EXCERPTED TEXT start

Fred & Barbara’s Legacy

fred and barbara erb

Fred and Barbara Erb

Born February 11, 1923 in Detroit, MI, Fred attended Cranbrook School in Bloomfield Hills where he excelled in sports, music, science and math. Fred went on to study engineering at Cornell University. In 1942 he transferred to the University of Michigan where he met his wife Barbara.

With the onset of World War II, Fred joined the Army Enlisted Reserve and was called to active duty in June 1943. While stationed in Maryland he spent his weekends in New York City listening to jazz greats like Art Tatum, Billie Holiday and his favorite, Sidney Bechet, developing what would become a lifelong love of jazz.

EXCERPTED TEXT end

— TASK A —
In the text about Fred and Barbara Erb, at which university did Fred meet Barbara?
The records that follow are unrelated to the passage about Fred and Barbara Erb.

MATERIAL SUPPLIED start

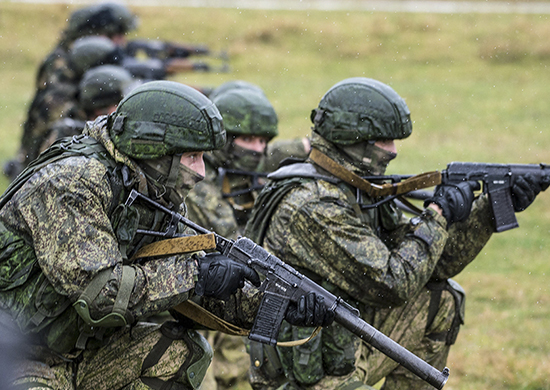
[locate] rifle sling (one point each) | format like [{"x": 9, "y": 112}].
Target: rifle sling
[
  {"x": 178, "y": 245},
  {"x": 190, "y": 309},
  {"x": 202, "y": 316},
  {"x": 423, "y": 180}
]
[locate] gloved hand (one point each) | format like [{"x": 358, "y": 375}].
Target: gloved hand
[
  {"x": 455, "y": 199},
  {"x": 525, "y": 189},
  {"x": 201, "y": 67},
  {"x": 220, "y": 277},
  {"x": 310, "y": 311}
]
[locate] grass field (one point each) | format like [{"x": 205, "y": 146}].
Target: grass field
[{"x": 478, "y": 87}]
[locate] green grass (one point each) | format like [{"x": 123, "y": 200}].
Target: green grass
[{"x": 478, "y": 90}]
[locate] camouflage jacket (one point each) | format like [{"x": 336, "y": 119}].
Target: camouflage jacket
[
  {"x": 376, "y": 256},
  {"x": 70, "y": 220},
  {"x": 207, "y": 205}
]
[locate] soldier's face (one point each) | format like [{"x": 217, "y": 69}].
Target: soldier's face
[
  {"x": 194, "y": 161},
  {"x": 251, "y": 142}
]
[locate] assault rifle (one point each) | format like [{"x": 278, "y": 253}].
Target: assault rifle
[
  {"x": 283, "y": 284},
  {"x": 157, "y": 69},
  {"x": 163, "y": 50},
  {"x": 497, "y": 180}
]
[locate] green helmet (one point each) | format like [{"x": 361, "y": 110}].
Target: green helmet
[
  {"x": 360, "y": 109},
  {"x": 102, "y": 19},
  {"x": 234, "y": 84},
  {"x": 103, "y": 86},
  {"x": 245, "y": 111},
  {"x": 161, "y": 118},
  {"x": 89, "y": 52}
]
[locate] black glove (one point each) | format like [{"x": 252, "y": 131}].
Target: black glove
[
  {"x": 310, "y": 311},
  {"x": 455, "y": 199},
  {"x": 201, "y": 67},
  {"x": 525, "y": 189},
  {"x": 220, "y": 277}
]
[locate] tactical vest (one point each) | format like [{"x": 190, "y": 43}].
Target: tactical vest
[
  {"x": 309, "y": 363},
  {"x": 24, "y": 290}
]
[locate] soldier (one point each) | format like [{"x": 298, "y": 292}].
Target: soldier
[
  {"x": 99, "y": 93},
  {"x": 277, "y": 150},
  {"x": 395, "y": 271},
  {"x": 57, "y": 79},
  {"x": 60, "y": 100},
  {"x": 111, "y": 20},
  {"x": 68, "y": 274},
  {"x": 250, "y": 122}
]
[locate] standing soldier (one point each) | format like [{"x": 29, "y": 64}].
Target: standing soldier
[
  {"x": 70, "y": 270},
  {"x": 99, "y": 93},
  {"x": 223, "y": 200},
  {"x": 395, "y": 271},
  {"x": 57, "y": 78}
]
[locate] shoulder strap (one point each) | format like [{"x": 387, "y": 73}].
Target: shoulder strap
[
  {"x": 79, "y": 145},
  {"x": 266, "y": 203},
  {"x": 424, "y": 180}
]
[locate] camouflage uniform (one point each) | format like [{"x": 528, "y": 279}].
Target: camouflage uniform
[
  {"x": 57, "y": 78},
  {"x": 241, "y": 107},
  {"x": 392, "y": 269},
  {"x": 66, "y": 235}
]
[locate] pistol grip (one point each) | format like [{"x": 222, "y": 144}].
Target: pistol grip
[
  {"x": 503, "y": 210},
  {"x": 269, "y": 318}
]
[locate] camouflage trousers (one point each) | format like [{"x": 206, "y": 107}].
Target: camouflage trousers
[
  {"x": 147, "y": 356},
  {"x": 415, "y": 326},
  {"x": 229, "y": 365}
]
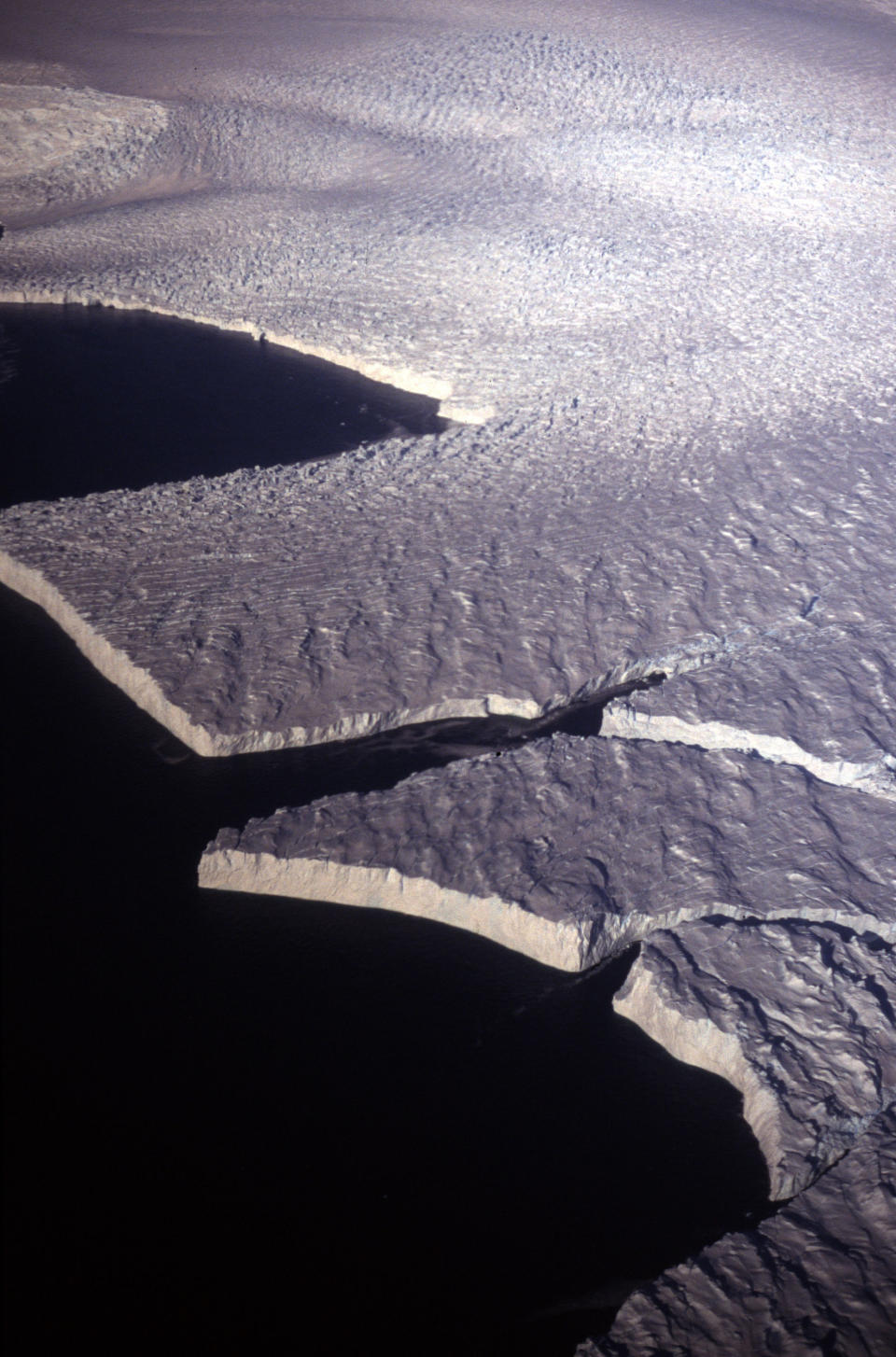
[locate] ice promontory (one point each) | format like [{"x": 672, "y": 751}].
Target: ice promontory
[
  {"x": 815, "y": 1279},
  {"x": 570, "y": 847},
  {"x": 797, "y": 1015}
]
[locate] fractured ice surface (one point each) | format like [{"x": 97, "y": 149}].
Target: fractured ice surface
[
  {"x": 818, "y": 1277},
  {"x": 570, "y": 847},
  {"x": 799, "y": 1016},
  {"x": 505, "y": 568},
  {"x": 650, "y": 250}
]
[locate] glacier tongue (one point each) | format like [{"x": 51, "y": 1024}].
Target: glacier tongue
[{"x": 596, "y": 842}]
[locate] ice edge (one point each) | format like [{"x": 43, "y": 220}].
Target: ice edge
[{"x": 405, "y": 379}]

MATERIAL SUPPLIED end

— TASK B —
Gather every line of the records that contains the string "helmet". Case matters.

— RIGHT ANSWER A —
He met her at the University of Michigan.

— RIGHT ANSWER B —
[locate] green helmet (one point each) | format like [{"x": 361, "y": 110}].
Target: green helmet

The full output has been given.